PROMPT: In the records below, find every line with the word "Target" and copy it.

RECORDS PROVIDED:
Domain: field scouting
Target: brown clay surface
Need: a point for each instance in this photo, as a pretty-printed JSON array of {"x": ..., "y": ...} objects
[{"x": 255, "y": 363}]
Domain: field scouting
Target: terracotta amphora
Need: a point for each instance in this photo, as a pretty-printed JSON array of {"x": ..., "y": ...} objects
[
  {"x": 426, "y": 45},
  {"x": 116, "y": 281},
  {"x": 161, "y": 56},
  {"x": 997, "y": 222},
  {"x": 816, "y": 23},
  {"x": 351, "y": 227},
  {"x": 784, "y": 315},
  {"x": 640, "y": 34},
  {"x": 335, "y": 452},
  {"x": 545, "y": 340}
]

...

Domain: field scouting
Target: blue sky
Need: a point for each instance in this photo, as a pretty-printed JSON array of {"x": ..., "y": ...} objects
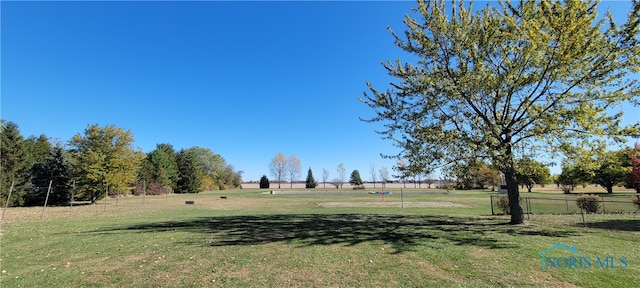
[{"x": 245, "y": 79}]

ANSWER FOR THIS EXERCISE:
Target: brown clay surface
Target: terracotta amphora
Target: blue sky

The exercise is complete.